## Given text
Add smart sleep based on fail_count to prevent excessive monitoring cycles

- fail_count >= 3: sleep 1 hour - fail_count >= 2: sleep 15 min - fail_count >= 1: sleep 5 min - fail_count = 0: sleep 10 sec (default)
2026-04-12 09:20:17 -03:00 · 2026-04-12 09:20:17 -03:00 · 256d55fc93
commit 256d55fc93
parent 789789e313
1 changed files with 25 additions and 2 deletions
--- a/src/drive/drive_monitor/mod.rs
+++ b/src/drive/drive_monitor/mod.rs
@ -291,8 +291,31 @@ impl DriveMonitor {
            {
                debug!("[DRIVE_MONITOR] Inside monitoring loop for bot {}", self_clone.bot_id);
                debug!("[DRIVE_MONITOR] Periodic check starting for bot {}", self_clone.bot_id);
-                // Use fixed 10 second interval instead of backoff calculation
-                tokio::time::sleep(Duration::from_secs(10)).await;
+                
+                // Smart sleep based on fail_count - prevent excessive retries
+                {
+                    let states = self_clone.file_states.read().await;
+                    let max_fail_count = states.values()
+                        .map(|s| s.fail_count)
+                        .max()

## Your tasks
(a) From the commit page, extract the stretch from "Add smart sleep" through "10 sec (default)".
(b) According to the commit page, how long is the sleep when fail_count is 3 or more?

## Data segment
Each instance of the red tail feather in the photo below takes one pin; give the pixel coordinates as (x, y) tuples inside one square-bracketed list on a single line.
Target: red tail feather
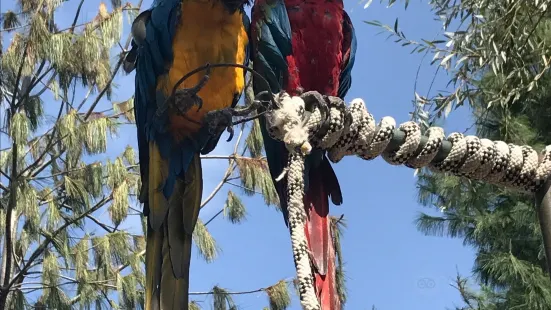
[(318, 233)]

## Solved problems
(a)
Add smart sleep based on fail_count to prevent excessive monitoring cycles

- fail_count >= 3: sleep 1 hour - fail_count >= 2: sleep 15 min - fail_count >= 1: sleep 5 min - fail_count = 0: sleep 10 sec (default)

(b) 1 hour.